INSTRUCTION: Copy each of the entries below verbatim, line for line.

Data entries:
## start

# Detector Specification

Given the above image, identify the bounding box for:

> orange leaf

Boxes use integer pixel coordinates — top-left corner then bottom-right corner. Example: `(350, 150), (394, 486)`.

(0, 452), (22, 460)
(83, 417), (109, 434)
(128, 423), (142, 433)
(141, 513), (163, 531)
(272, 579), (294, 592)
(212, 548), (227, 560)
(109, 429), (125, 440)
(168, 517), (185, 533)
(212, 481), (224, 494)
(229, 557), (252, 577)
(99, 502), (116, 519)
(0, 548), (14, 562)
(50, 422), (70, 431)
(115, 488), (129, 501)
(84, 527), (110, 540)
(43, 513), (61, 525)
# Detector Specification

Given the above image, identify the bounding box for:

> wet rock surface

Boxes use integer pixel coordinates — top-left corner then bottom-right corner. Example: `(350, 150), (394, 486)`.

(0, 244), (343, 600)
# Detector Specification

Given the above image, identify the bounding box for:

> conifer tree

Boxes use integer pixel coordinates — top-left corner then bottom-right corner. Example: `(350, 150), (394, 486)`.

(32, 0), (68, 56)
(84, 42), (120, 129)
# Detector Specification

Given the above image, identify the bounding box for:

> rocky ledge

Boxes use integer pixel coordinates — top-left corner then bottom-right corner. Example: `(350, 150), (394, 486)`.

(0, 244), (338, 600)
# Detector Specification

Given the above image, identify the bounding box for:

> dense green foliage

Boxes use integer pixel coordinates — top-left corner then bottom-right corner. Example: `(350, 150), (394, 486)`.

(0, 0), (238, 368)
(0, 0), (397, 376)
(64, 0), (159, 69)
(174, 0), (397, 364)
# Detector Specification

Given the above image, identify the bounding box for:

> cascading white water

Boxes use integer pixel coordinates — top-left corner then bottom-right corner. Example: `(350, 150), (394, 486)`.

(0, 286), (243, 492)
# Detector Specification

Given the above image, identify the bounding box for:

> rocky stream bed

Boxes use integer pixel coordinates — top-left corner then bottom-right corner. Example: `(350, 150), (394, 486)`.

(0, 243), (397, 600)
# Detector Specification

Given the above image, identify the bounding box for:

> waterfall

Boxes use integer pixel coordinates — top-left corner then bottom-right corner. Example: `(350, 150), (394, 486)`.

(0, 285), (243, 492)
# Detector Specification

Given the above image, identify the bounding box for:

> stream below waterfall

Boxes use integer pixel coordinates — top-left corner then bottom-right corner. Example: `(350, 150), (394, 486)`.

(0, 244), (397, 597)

## end

COMPLETE OUTPUT:
# Detector Specification

Given the above image, identify the bounding box for:

> orange leaf

Boxes use integer pixel coordinates — top-left corner then bottom-right corner. Example: `(350, 150), (394, 486)`.

(0, 452), (22, 460)
(83, 417), (109, 434)
(128, 423), (142, 433)
(141, 513), (163, 531)
(272, 579), (294, 592)
(212, 548), (227, 560)
(109, 429), (125, 440)
(168, 517), (185, 533)
(212, 481), (224, 494)
(229, 557), (252, 577)
(99, 502), (116, 519)
(0, 548), (14, 562)
(50, 422), (70, 431)
(115, 488), (129, 501)
(84, 527), (110, 540)
(43, 513), (61, 525)
# Detector Specification

Given the above image, identify the bounding box for:

> wet rock surface

Boxes use integer pixel coordinates — top-left corner then bottom-right corner. Example: `(350, 150), (394, 486)`.

(0, 244), (343, 600)
# Detector Specification

Given the above image, identify the bounding box for:

> conifer tree

Boxes use integer pixel coordinates — top-left corner then bottom-right corner. Example: `(350, 150), (394, 486)`.

(32, 0), (68, 56)
(84, 42), (120, 129)
# Detector Specification

Given the above image, identify the bounding box for:

> rocky ledge

Boxes use integer pixel coordinates — top-left corner then bottom-right corner. Example: `(350, 150), (394, 486)`.

(0, 244), (338, 600)
# Detector Specification

Given the above image, identify the bounding box for:

> dense green foliage

Boxes use integer pixel coordinates — top-left corner then bottom-right corner. Example: `(350, 150), (394, 486)`.

(0, 0), (238, 368)
(0, 0), (397, 376)
(64, 0), (159, 69)
(174, 0), (397, 364)
# Detector Specification

Given the above image, identify the bounding box for:

> cascading white water

Boxes use integer pixel coordinates — top-left corner then bottom-right corner. Example: `(350, 150), (394, 486)`.

(0, 286), (243, 492)
# Detector Specification

Given the above image, identify the bounding box for:

> rocky stream bed

Boxes use integer pixel coordinates — top-left corner then bottom-right corner. Example: `(350, 150), (394, 486)`.

(0, 243), (397, 600)
# Detector Specification

Given the above image, identify the bounding box for:

> waterfall

Boxes use integer pixel coordinates — top-left corner then bottom-right corner. Example: `(350, 150), (394, 486)`.

(0, 285), (243, 492)
# Detector Specification

Given the above image, identify the bounding box for:

> stream below waterfall

Boxes use integer pixel coordinates — top-left corner then bottom-right corner. Example: `(350, 150), (394, 486)`.

(0, 244), (397, 597)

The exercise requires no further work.